**Task goal**
Select each line in the rows below that contains the string "light" and copy it in full.
____________
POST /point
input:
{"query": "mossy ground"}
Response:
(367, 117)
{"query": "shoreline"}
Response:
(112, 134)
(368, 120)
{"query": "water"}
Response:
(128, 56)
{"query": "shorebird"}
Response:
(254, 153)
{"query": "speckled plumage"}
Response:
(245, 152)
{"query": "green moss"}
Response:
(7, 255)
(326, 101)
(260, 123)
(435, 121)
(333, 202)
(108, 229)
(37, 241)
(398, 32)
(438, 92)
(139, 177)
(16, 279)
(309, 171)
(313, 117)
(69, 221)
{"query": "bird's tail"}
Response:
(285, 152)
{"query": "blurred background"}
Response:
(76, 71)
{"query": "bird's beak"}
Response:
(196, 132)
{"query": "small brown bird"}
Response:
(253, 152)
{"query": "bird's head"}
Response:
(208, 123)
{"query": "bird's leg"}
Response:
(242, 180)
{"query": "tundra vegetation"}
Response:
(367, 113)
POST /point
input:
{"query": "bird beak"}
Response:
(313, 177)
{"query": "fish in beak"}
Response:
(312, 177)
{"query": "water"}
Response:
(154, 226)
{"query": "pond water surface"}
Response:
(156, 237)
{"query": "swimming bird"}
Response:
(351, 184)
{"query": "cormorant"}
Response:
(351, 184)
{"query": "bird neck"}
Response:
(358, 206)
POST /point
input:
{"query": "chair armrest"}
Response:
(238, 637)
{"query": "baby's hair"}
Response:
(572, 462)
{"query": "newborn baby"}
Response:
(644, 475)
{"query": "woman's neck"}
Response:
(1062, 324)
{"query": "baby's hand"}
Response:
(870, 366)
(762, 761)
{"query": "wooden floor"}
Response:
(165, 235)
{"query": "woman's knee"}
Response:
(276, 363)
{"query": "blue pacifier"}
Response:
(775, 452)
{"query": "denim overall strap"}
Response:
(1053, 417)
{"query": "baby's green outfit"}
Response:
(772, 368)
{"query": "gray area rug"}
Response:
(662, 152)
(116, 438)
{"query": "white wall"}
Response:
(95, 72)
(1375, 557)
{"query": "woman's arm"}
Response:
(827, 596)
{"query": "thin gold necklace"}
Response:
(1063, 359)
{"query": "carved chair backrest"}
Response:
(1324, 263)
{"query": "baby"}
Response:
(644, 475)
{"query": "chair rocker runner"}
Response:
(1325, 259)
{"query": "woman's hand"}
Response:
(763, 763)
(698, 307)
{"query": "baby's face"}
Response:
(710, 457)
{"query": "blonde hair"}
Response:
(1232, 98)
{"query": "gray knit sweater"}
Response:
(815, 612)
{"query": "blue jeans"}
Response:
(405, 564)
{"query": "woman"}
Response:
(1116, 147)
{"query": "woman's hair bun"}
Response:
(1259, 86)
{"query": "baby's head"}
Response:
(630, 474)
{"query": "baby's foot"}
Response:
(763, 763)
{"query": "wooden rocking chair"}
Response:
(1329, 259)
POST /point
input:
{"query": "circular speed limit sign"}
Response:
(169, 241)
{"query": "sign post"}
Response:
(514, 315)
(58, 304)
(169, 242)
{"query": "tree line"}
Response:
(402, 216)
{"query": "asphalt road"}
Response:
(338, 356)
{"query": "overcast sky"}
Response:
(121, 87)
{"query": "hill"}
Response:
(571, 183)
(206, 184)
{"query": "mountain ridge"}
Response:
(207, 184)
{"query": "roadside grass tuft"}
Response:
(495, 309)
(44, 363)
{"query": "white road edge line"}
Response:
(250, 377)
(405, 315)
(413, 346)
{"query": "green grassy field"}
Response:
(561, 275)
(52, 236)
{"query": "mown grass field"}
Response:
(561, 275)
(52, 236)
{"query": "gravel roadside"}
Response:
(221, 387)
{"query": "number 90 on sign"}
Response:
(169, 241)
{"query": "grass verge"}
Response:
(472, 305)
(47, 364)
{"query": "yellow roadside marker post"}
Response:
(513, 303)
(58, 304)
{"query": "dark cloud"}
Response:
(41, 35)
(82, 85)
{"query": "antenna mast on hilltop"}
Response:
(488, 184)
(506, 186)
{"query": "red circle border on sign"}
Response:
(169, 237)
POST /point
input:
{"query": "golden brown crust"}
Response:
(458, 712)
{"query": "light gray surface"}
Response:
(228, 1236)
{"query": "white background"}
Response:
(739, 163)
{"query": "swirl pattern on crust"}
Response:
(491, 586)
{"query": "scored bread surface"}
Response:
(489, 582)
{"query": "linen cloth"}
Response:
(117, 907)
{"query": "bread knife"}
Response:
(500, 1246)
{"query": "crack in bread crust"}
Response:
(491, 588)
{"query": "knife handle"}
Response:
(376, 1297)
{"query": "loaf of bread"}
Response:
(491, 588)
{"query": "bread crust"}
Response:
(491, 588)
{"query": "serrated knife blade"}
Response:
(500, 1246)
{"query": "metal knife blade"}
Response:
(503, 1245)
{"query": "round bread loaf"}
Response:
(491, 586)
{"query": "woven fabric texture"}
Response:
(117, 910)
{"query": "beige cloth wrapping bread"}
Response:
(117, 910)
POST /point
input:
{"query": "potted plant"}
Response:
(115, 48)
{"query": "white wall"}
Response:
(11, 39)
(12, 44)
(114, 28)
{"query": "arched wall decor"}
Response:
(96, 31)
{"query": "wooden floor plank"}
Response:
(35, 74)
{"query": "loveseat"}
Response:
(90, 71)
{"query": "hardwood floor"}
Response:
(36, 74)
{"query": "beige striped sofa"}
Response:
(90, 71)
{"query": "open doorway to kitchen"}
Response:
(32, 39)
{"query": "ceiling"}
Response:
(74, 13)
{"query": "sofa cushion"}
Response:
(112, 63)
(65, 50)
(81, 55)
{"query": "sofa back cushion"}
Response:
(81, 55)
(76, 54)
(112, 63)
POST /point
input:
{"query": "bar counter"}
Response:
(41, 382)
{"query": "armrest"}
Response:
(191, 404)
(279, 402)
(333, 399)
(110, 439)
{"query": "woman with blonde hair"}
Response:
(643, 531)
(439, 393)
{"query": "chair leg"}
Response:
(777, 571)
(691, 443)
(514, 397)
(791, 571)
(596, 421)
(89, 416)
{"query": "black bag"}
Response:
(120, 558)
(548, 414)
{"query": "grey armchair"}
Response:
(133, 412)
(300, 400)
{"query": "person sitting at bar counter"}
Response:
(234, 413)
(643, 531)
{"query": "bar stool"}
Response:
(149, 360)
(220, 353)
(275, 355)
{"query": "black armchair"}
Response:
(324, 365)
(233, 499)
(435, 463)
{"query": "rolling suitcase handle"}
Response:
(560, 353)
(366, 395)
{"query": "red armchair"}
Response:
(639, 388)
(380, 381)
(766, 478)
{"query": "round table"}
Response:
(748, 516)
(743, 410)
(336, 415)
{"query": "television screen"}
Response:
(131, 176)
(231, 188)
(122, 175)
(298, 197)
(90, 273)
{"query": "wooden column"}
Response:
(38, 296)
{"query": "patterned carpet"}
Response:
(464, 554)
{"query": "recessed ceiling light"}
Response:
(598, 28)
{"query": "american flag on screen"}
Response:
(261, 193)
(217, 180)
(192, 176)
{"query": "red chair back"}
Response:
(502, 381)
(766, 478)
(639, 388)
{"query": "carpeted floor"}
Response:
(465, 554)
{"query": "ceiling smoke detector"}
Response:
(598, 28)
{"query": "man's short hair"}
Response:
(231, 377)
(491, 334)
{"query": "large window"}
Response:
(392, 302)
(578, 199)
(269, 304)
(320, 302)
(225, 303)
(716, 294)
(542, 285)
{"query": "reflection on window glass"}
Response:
____________
**Correct response**
{"query": "light gray surface"}
{"query": "recessed ceiling light"}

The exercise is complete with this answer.